*Problem description:*
Retype the lines below word for word, leaving out the picture.

(Entries from a dataset)
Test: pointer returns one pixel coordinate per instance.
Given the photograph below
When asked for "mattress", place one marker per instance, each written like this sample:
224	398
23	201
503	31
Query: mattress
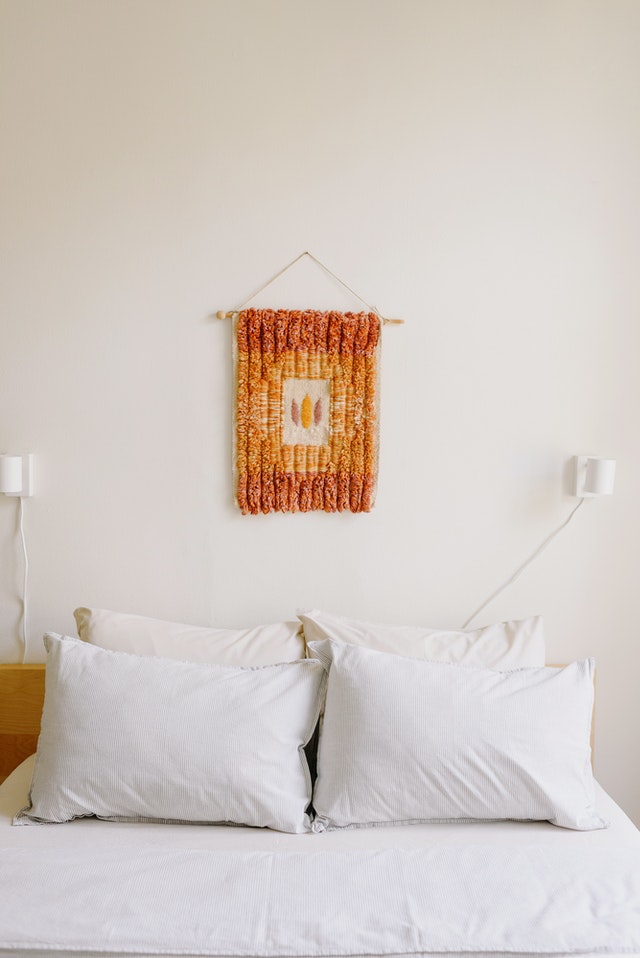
98	888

*Written solution:*
Test: pointer returns one pixel coordinate per instance.
Given the photograph below
When asked for "mattress", place one marker per instance, each written like this sample:
224	398
23	201
503	31
Query: mattress
98	888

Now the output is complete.